Boston, Massachusetts and Nashville, Tennessee each focused their presentation on the development of more equitable advising systems, aligned across secondary and postsecondary. Boston, Massachusett’s advising model is anchored in equity and cultural wealth and has a strong footing in their current College, Career and Life Framework. While decentralized advising resources and lack of buy-in were identified as threats to the holistic model, the leadership team sees opportunities in expanding the access of advising tools to middle grades and deepening the collective understanding of all practitioners around equity.
Nashville, Tennessee’s advising model is currently in the research and development phase, starting with gathering practitioner perspectives in a baseline advising report and building buy-in across the three sectors, secondary, postsecondary and the workforce, through breaking down silos. While the work has not accelerated to the pace that they would like, the team understands that you have to move slow to eventually go fast in building trusting relationships. For Nashville, Tennessee there is an opportunity in braiding stimulus funds through the New Skills work and utilizing the advising model framework to build out greater alignment in other areas down the road.
Indianapolis, Indiana and Columbus, Ohio spoke to their work in developing evaluation frameworks for their site’s identified pathways. Columbus, Ohio’s leadership team has shown considerable strength in partnering and collaborating across secondary, postsecondary and state agencies. In the work on pathway quality review and alignment that collaboration was seen in the development of a review rubric, which includes both secondary and postsecondary pathways. There are still hurdles in the work, especially around data sharing agreements and differing definitions and benchmarks, but the team believes there is a new opportunity in this work to drive more curricular alignment. Indianapolis’ evaluation framework was developed with extensive stakeholder engagement across diverse perspectives. Just like Columbus, Ohio, the lack of data-sharing agreements across institutions in Indianapolis is an identified threat but they are open to the opportunities of developing a systemic and annual processes criteria are better defined and as data reveals opportunities to engage external stakeholders like community-based organizations in the work.

• [PROVIDED DATA]
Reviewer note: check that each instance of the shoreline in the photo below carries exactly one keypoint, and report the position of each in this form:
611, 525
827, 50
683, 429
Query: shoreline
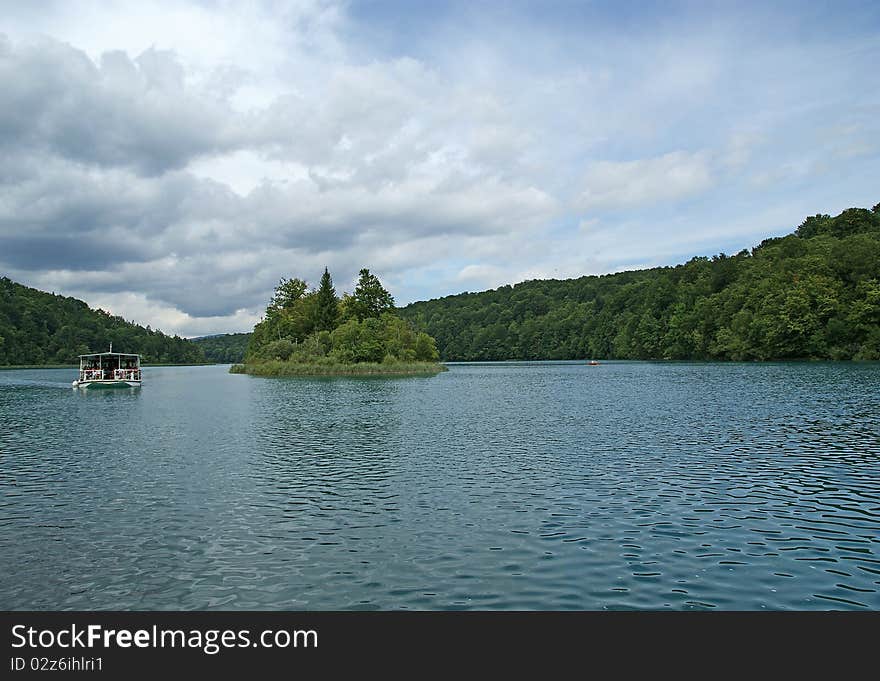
279, 369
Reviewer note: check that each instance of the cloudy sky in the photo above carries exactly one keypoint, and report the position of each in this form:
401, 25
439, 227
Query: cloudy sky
170, 161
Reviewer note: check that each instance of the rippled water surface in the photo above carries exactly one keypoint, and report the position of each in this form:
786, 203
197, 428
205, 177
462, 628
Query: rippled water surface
521, 485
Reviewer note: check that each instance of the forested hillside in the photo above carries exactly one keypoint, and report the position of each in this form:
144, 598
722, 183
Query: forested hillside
43, 328
227, 348
814, 294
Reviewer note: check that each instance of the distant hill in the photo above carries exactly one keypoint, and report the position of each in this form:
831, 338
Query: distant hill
814, 294
44, 328
225, 348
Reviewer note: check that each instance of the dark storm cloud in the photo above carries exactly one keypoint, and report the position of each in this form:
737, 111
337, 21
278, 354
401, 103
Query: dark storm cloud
65, 252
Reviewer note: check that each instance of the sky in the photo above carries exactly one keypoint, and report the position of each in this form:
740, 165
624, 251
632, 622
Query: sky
170, 161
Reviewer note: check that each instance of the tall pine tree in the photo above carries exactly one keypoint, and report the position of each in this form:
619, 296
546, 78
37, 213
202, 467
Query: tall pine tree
327, 308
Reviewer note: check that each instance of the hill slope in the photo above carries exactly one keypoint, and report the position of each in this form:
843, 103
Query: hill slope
44, 328
812, 294
227, 348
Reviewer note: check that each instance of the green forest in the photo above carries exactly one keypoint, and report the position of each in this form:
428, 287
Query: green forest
317, 329
814, 294
227, 348
44, 328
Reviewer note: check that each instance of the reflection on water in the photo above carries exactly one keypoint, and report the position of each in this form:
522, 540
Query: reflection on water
520, 485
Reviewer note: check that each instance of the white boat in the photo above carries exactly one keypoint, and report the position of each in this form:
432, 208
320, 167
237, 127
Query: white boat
109, 370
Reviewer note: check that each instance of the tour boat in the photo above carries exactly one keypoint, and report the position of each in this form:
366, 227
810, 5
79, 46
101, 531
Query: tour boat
109, 370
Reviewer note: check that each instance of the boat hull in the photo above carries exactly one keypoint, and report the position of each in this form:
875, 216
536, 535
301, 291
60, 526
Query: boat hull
106, 384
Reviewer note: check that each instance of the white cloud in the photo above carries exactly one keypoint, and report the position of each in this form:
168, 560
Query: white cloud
178, 177
616, 184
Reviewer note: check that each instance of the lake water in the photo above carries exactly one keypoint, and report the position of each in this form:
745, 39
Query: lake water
513, 485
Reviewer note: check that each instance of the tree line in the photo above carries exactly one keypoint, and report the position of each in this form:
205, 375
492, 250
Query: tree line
813, 294
315, 325
44, 328
227, 348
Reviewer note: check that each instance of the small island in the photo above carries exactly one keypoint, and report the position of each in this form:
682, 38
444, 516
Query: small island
315, 333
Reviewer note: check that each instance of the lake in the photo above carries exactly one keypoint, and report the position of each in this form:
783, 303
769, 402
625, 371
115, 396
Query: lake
556, 485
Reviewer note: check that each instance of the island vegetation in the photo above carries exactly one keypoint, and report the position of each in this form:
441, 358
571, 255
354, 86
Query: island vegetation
814, 294
39, 328
314, 332
224, 348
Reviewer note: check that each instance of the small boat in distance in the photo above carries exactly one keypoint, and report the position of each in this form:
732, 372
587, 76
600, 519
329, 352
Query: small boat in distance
109, 370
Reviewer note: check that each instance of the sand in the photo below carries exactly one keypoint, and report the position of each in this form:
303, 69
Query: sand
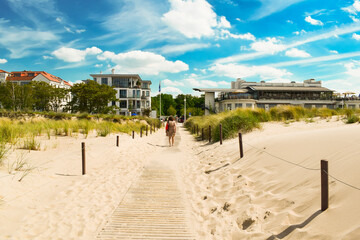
263, 197
257, 197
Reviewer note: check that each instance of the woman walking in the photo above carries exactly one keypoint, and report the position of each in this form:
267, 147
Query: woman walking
171, 130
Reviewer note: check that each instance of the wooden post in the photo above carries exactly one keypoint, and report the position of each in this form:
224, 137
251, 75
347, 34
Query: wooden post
324, 185
83, 158
209, 133
220, 134
241, 147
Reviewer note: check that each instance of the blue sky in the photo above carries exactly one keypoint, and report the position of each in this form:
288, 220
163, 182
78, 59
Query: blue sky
186, 43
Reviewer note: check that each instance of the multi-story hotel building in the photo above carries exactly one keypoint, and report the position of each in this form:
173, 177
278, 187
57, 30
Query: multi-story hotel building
244, 94
133, 94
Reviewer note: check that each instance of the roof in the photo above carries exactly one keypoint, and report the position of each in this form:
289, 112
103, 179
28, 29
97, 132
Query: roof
24, 76
216, 89
115, 75
288, 88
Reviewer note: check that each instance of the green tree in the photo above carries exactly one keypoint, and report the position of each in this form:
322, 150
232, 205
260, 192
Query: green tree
171, 111
92, 97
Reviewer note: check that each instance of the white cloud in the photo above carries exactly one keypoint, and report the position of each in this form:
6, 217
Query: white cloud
312, 21
170, 83
47, 57
299, 32
247, 36
24, 41
194, 18
143, 62
294, 52
269, 7
172, 49
269, 46
243, 71
75, 55
356, 36
171, 90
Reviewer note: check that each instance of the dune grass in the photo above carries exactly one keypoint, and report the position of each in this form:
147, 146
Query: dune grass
245, 120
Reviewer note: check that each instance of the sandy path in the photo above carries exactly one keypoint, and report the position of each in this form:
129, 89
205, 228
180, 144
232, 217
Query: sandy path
154, 206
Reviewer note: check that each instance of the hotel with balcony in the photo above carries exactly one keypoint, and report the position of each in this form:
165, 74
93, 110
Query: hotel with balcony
243, 94
133, 94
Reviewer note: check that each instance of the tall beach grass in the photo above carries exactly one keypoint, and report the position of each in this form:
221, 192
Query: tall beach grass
245, 120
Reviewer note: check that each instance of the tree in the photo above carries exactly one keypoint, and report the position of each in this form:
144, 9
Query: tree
92, 97
171, 111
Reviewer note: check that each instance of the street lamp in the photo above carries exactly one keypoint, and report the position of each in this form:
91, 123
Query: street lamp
185, 109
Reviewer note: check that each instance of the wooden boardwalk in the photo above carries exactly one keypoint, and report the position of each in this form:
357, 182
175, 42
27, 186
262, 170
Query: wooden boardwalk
153, 208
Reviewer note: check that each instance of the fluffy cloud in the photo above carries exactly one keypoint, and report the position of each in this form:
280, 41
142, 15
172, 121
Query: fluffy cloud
269, 46
312, 21
246, 36
356, 36
75, 55
243, 71
194, 18
143, 62
168, 82
294, 52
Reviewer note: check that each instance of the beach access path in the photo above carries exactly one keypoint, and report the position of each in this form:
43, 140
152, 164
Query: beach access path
154, 206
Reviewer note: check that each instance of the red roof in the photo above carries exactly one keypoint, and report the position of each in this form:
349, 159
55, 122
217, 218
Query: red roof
24, 76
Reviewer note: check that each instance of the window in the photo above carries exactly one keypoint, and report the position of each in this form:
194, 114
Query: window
104, 81
122, 94
238, 105
123, 104
120, 82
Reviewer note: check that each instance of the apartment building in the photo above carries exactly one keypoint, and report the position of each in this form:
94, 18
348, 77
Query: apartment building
133, 94
25, 77
243, 94
3, 75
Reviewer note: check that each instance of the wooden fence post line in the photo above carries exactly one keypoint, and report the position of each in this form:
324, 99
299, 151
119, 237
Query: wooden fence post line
240, 146
209, 133
220, 134
324, 185
83, 158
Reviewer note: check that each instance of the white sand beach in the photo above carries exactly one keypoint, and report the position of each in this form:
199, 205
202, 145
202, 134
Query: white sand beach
256, 197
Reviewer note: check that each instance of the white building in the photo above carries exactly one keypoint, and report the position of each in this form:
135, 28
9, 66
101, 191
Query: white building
3, 75
133, 94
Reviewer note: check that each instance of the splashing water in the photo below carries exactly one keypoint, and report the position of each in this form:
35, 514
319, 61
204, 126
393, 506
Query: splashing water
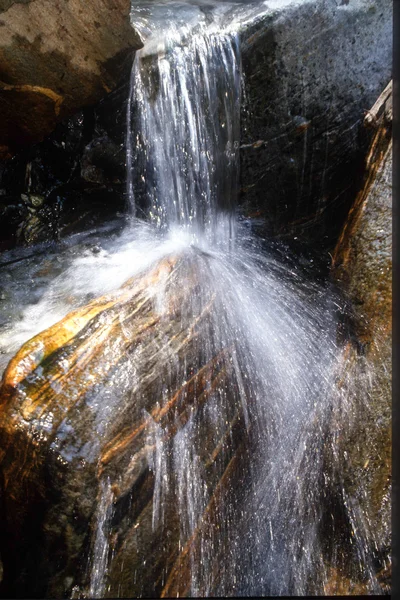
277, 330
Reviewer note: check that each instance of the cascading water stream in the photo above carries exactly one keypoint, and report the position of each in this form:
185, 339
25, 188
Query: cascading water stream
275, 330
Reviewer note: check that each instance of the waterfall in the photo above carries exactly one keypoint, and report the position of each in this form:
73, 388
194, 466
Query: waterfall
183, 146
263, 341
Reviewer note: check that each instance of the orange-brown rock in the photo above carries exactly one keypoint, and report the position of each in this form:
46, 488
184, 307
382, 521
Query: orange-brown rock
90, 411
362, 267
55, 58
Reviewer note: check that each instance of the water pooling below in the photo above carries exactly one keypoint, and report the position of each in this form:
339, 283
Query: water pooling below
222, 414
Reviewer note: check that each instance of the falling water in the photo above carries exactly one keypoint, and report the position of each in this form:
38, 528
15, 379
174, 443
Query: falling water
272, 330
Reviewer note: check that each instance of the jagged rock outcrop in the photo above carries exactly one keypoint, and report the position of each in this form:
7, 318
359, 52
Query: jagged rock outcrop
362, 267
312, 69
55, 58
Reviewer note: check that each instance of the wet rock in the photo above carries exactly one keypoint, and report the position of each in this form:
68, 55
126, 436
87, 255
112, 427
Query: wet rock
311, 71
362, 267
90, 409
56, 58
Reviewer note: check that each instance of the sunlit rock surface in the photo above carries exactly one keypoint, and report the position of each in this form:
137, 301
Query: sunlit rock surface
91, 416
363, 268
55, 58
311, 70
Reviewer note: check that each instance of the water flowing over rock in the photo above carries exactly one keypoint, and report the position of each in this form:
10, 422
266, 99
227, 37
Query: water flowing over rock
55, 58
312, 70
363, 267
177, 405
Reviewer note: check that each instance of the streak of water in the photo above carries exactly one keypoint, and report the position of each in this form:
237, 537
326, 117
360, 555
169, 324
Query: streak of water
278, 330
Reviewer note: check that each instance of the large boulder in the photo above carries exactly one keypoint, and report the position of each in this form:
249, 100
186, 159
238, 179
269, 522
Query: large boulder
118, 428
312, 68
55, 58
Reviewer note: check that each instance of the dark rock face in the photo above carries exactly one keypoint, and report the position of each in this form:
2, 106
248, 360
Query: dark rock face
55, 58
363, 269
312, 69
78, 171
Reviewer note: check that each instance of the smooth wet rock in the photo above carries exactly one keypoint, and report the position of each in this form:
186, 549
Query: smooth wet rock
90, 409
55, 58
311, 70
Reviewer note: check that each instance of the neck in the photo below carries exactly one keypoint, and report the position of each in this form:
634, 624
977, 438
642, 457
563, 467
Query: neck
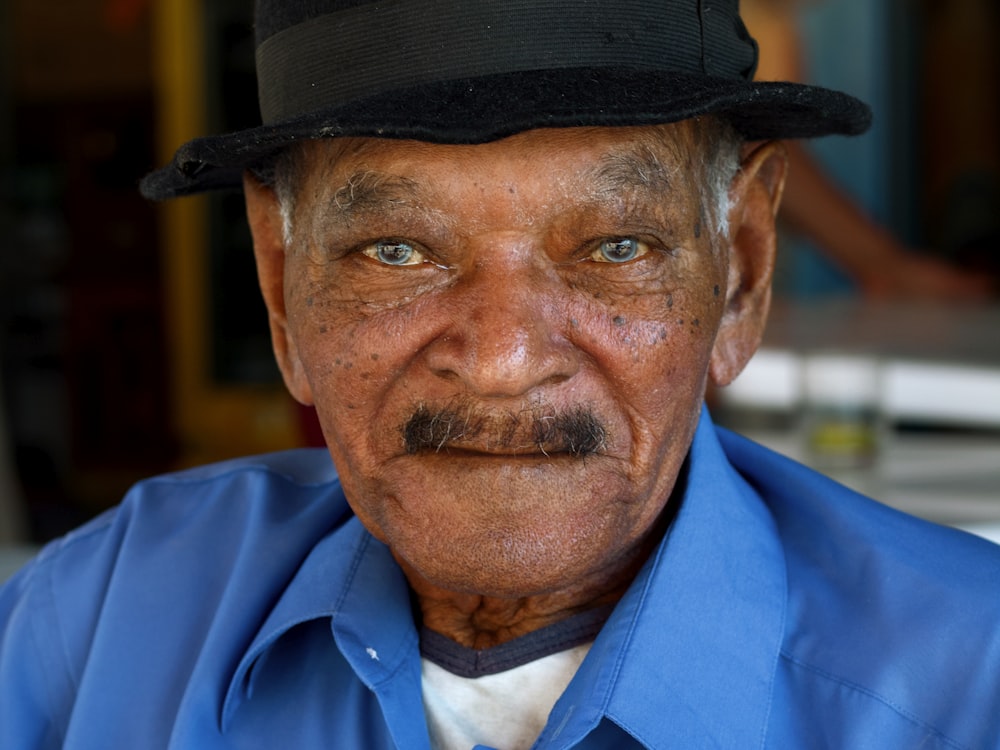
480, 622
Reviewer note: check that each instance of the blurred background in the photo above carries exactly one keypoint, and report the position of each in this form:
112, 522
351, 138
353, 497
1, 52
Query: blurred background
133, 339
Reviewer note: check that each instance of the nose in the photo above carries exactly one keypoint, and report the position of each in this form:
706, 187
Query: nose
504, 337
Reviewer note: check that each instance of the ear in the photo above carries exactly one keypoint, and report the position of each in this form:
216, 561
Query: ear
755, 194
264, 217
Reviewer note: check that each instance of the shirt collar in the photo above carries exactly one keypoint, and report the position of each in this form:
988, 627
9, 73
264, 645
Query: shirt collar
709, 605
689, 656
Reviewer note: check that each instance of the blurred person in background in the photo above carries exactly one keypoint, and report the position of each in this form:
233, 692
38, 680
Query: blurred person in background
879, 264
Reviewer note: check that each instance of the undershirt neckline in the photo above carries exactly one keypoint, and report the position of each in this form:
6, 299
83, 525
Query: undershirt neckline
469, 662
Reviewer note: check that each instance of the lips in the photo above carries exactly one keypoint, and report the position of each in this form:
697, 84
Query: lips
535, 431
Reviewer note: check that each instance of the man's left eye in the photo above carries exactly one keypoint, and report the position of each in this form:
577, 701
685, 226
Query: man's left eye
394, 253
619, 250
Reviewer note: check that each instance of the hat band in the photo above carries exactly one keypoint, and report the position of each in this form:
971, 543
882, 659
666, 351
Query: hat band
334, 59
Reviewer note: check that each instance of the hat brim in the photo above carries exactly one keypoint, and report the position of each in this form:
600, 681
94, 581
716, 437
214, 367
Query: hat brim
478, 110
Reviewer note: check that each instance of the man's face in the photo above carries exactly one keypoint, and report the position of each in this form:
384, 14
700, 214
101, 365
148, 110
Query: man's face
507, 344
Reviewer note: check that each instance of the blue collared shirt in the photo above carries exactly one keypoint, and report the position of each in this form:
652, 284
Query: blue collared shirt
241, 605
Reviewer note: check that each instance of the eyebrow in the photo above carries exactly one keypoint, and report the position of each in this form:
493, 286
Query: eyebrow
637, 167
368, 191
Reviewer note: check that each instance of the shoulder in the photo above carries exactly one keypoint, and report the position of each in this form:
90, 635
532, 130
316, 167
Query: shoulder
182, 554
900, 613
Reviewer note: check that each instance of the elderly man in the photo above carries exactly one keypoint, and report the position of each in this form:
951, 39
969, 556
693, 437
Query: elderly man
505, 247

• [INSTRUCTIONS]
1. Duplicate the report on the four cities' work word for word, starting with "Nashville, Tennessee’s advising" and going on through "down the road.".
2. Summarize the report on the four cities' work in two sentences.
3. Resume the report on the four cities' work from the point where it stops.
The rows are separate material from the report on the four cities' work.

• [ANSWERS TO THE TASKS]
1.
Nashville, Tennessee’s advising model is currently in the research and development phase, starting with gathering practitioner perspectives in a baseline advising report and building buy-in across the three sectors, secondary, postsecondary and the workforce, through breaking down silos. While the work has not accelerated to the pace that they would like, the team understands that you have to move slow to eventually go fast in building trusting relationships. For Nashville, Tennessee there is an opportunity in braiding stimulus funds through the New Skills work and utilizing the advising model framework to build out greater alignment in other areas down the road.

2. Boston and Nashville presented on developing more equitable advising systems aligned across secondary and postsecondary education, with Boston's model anchored in equity and cultural wealth and Nashville's still in the research and development phase. Indianapolis and Columbus described their work on evaluation frameworks for their identified pathways, and both sites named the lack of data-sharing agreements across institutions as a threat.

3.
Lastly, Denver, Colorado and Dallas, Texas shared an update on their big bet concentrated around expanding career exploration opportunities for all students across the educational continuum. Dallas, Texas has launched work to build out a 7th grade career exploration course to inform choices about high school enrollment. The team had to first build buy-in and trust at the Dallas ISD leadership level and then pilot the program to develop the curriculum and teacher supports. The team quickly realized the weaknesses within their big bet, especially that career exploration is not a curricular requirement, making instruction inconsistent across the district. However, the model has potential for scale and it creates an opportunity for Dallas ISD to collect a rich dataset of student interests and pathway trajectory
In Denver, Colorado, the leadership team looked to work-based learning (WBL) as a way to accelerate learners along pathways. The team already had strong partnerships with policymakers already bought into the work. Unfortunately, the team ran into threats in lack of alignment across secondary and postsecondary systems and varying definitions of WBL across each system. Looking ahead, the team hopes to find opportunities in the elevated focus on the intersection of education and work and the ability to link data systems from education to the workforce.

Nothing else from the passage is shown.